Record list —
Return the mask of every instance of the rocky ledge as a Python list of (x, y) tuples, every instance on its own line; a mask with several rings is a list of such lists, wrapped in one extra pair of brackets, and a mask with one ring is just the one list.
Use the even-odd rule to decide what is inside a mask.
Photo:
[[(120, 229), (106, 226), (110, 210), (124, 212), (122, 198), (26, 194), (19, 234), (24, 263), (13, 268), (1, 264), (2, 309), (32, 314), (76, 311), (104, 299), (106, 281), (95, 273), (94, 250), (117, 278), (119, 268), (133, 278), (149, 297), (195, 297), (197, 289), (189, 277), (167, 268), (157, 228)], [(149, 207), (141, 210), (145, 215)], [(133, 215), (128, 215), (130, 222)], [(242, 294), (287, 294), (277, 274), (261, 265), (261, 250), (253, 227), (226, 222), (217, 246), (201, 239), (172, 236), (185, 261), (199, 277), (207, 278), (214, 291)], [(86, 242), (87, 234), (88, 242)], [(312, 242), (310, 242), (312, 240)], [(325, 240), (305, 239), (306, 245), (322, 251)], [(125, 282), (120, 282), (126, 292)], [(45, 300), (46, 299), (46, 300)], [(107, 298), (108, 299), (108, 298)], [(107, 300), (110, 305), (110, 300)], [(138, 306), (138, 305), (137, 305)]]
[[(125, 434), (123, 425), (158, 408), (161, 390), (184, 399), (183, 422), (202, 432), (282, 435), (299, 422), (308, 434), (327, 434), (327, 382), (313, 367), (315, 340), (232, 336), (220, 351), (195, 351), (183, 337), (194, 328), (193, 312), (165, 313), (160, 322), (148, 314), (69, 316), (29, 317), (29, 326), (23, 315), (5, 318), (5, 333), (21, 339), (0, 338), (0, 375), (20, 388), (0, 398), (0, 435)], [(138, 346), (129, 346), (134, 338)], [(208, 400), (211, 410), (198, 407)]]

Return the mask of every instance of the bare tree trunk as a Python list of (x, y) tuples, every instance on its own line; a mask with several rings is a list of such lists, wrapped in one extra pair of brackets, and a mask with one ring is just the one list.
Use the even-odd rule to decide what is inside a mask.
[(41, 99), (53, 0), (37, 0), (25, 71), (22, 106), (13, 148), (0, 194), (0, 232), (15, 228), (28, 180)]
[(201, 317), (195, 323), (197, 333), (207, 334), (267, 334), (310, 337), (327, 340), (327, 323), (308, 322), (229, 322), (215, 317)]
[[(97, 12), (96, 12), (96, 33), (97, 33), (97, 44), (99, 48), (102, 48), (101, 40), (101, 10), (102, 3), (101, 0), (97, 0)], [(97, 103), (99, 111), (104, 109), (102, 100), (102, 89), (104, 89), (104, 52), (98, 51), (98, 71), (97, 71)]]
==
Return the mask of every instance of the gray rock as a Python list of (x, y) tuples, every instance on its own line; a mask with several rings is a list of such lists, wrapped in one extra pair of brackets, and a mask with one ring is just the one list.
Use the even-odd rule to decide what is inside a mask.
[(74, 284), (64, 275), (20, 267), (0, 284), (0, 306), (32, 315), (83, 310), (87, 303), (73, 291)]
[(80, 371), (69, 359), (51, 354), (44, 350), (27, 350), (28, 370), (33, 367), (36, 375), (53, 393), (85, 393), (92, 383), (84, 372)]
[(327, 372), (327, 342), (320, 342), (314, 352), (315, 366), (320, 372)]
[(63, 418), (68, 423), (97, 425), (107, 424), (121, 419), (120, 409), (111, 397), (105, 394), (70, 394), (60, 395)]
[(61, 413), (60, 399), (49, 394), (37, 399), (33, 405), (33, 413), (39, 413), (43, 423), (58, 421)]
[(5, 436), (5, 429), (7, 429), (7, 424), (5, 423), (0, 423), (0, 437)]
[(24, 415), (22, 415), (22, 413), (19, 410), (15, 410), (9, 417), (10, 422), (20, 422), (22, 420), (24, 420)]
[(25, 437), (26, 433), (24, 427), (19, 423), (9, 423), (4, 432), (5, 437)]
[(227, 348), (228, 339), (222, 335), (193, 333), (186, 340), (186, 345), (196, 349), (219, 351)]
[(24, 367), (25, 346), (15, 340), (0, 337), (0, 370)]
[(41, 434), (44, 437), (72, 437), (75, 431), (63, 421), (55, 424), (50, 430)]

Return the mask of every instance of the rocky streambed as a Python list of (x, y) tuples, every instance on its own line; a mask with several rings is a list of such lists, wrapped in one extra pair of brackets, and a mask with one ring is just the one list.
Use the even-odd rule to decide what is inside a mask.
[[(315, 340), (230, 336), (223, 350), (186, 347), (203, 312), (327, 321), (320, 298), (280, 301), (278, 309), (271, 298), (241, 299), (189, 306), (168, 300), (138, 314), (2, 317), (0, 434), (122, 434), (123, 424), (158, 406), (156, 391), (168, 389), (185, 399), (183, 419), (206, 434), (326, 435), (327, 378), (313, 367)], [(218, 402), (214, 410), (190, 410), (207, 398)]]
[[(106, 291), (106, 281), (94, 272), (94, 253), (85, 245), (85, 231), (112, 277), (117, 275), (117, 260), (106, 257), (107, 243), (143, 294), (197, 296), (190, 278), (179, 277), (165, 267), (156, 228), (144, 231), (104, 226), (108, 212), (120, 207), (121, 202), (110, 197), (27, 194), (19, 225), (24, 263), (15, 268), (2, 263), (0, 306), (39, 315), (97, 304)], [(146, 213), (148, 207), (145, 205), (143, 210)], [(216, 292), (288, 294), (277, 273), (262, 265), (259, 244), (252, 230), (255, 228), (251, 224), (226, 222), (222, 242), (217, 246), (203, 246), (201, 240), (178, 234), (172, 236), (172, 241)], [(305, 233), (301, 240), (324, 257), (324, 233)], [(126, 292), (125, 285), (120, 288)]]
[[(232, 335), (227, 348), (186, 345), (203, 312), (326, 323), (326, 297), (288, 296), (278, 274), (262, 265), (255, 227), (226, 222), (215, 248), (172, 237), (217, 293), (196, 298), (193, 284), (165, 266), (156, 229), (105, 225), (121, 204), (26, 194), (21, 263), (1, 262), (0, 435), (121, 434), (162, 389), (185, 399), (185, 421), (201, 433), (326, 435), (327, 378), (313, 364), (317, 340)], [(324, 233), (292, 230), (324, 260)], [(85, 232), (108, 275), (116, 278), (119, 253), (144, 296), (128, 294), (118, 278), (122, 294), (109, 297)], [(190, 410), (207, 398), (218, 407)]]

Prompt — Report every line of the entries above that contains the word "Python", copying each such line in full.

Completed exercise —
Return the mask of every instance of the rocky ledge as a Python list of (x, y) tuples, every instance on its own line; a mask with several rings is a list of such lists, wrapped in one extra pair of brackets, and a mask with one ring is just the one list.
Return the mask of every instance of the bare tree trunk as a Python list of (x, y) tuples, every instance on its own line; a mask with several rings is a list of such lists, wrapped in one extra pair of brackets, and a mask with one ring is just the one list.
Return the mask of every instance of the gray rock as a Python list of (x, y) tuples, every instance on its own line; a mask with several rings is a list of such lists, wrapped in one extra pair of brackets, and a mask with one ring is just the one list.
Return the mask of every instance of the rocky streambed as a Python list of (x, y) tuples, every instance on its own line; a mask with several rings is a list of such lists, wrapped in one extra pair of brackets, and a mask with one ring is just the one list.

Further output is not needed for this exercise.